Requirements
Lines before the one containing "Annotation task — locate each instance of the white ceiling" are excluded. Repeat that line and every line after it, exactly.

[Dataset records about object locations]
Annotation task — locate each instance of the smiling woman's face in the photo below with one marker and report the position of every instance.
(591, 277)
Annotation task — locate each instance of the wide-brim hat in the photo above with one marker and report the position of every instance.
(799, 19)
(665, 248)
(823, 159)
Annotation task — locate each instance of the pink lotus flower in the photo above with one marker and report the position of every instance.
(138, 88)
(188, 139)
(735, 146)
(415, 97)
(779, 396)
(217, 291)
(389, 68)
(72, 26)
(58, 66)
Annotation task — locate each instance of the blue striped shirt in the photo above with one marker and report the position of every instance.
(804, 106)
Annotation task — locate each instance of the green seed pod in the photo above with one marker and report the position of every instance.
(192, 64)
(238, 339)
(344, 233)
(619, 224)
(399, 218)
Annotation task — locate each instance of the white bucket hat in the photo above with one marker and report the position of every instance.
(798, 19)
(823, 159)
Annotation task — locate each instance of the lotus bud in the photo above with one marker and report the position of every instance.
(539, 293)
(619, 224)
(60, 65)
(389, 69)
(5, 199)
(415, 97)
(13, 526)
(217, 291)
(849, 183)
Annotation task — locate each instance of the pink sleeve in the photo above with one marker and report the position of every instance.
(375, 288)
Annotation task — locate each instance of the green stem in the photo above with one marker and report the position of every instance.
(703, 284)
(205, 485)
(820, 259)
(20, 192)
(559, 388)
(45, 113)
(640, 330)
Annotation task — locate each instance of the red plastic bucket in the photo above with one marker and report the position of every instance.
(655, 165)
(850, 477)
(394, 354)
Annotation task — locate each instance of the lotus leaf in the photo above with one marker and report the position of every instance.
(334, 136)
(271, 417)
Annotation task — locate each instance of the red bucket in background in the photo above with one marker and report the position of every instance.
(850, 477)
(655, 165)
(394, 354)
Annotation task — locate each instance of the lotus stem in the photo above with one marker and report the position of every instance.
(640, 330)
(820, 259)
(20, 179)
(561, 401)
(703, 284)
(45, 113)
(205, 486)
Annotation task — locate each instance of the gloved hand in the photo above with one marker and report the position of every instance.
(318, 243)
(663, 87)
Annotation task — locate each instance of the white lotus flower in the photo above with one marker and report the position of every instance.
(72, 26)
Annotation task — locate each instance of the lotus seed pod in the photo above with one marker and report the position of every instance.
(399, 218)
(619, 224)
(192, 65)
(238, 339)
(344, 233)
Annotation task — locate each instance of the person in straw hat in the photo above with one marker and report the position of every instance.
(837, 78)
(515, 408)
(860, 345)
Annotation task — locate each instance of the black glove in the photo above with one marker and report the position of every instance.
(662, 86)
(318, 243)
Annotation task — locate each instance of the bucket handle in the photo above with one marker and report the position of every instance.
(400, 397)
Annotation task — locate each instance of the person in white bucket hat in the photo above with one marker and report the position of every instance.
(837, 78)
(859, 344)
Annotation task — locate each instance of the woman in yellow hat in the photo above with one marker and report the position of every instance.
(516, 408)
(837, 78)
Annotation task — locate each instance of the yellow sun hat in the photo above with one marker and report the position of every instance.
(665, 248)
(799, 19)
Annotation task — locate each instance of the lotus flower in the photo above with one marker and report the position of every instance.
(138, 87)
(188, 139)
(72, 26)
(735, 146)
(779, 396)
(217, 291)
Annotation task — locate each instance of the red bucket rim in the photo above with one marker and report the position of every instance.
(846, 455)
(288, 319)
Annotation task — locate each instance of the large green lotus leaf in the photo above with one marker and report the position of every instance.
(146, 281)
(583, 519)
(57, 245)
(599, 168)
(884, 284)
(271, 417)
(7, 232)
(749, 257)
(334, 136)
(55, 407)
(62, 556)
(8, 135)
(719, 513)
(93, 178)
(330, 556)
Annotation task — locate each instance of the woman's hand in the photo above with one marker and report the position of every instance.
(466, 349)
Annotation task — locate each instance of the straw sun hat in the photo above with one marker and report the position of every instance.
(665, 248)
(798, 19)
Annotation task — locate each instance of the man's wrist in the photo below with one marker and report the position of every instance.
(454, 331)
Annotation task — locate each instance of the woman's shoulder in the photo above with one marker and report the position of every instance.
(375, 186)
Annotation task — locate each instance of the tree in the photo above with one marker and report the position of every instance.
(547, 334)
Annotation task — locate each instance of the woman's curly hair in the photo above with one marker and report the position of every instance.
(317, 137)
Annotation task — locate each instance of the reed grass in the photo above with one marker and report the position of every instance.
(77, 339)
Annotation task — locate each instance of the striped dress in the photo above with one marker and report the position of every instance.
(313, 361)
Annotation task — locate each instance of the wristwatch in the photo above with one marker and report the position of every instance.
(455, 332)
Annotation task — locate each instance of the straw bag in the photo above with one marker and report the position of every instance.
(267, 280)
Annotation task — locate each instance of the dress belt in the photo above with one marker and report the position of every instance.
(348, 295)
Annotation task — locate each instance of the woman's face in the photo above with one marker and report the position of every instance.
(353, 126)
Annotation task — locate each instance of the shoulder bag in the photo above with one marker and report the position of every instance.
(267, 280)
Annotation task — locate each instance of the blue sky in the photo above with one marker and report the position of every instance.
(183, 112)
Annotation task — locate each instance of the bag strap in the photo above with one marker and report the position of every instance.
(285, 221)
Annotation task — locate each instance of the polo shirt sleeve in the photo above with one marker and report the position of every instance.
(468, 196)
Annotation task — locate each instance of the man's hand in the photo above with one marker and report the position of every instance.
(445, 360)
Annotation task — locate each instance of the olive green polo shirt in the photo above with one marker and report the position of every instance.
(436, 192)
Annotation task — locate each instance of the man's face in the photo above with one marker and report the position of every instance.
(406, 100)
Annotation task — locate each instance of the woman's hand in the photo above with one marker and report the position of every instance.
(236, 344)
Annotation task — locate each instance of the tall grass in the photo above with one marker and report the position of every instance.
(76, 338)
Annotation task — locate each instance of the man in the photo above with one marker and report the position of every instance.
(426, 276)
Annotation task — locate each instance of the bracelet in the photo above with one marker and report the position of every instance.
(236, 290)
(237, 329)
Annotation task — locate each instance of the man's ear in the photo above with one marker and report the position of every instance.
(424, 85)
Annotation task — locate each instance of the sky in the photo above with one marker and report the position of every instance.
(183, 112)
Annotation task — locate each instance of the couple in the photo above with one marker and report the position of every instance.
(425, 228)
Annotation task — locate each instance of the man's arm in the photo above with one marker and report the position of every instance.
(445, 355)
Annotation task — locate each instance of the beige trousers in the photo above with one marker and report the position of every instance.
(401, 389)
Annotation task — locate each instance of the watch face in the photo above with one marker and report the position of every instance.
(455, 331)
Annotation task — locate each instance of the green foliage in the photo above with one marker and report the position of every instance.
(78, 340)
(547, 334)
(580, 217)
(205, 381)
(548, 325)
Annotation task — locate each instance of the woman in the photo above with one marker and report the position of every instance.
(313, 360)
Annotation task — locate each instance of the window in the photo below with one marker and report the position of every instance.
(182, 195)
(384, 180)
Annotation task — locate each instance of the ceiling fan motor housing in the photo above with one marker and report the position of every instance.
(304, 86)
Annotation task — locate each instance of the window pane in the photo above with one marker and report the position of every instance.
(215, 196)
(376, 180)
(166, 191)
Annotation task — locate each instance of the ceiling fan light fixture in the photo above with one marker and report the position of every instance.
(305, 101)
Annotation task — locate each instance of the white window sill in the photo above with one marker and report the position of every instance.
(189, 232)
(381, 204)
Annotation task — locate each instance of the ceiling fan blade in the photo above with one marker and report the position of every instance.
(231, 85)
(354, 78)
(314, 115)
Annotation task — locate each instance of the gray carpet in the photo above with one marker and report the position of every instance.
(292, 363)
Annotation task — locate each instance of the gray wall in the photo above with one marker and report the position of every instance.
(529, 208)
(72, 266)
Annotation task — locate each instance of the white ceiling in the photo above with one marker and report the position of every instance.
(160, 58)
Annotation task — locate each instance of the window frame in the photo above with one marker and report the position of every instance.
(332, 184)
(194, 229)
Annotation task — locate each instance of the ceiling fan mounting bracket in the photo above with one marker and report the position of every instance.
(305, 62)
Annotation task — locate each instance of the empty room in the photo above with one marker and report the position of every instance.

Response to this exercise
Annotation task — locate each instance of the white ceiling in the photo above with one marker and report the position of every instance.
(160, 58)
Annotation task — locate each instance of the window frame in the photo above with one marker and report the position of every instance.
(332, 184)
(194, 229)
Annotation task — locate each instance of the ceiling fan mounting bracket in the photo above with one marker and report the position of every instance.
(305, 62)
Annotation task — locate each instance of the empty room in the photo above with one marker and report the position of every instance.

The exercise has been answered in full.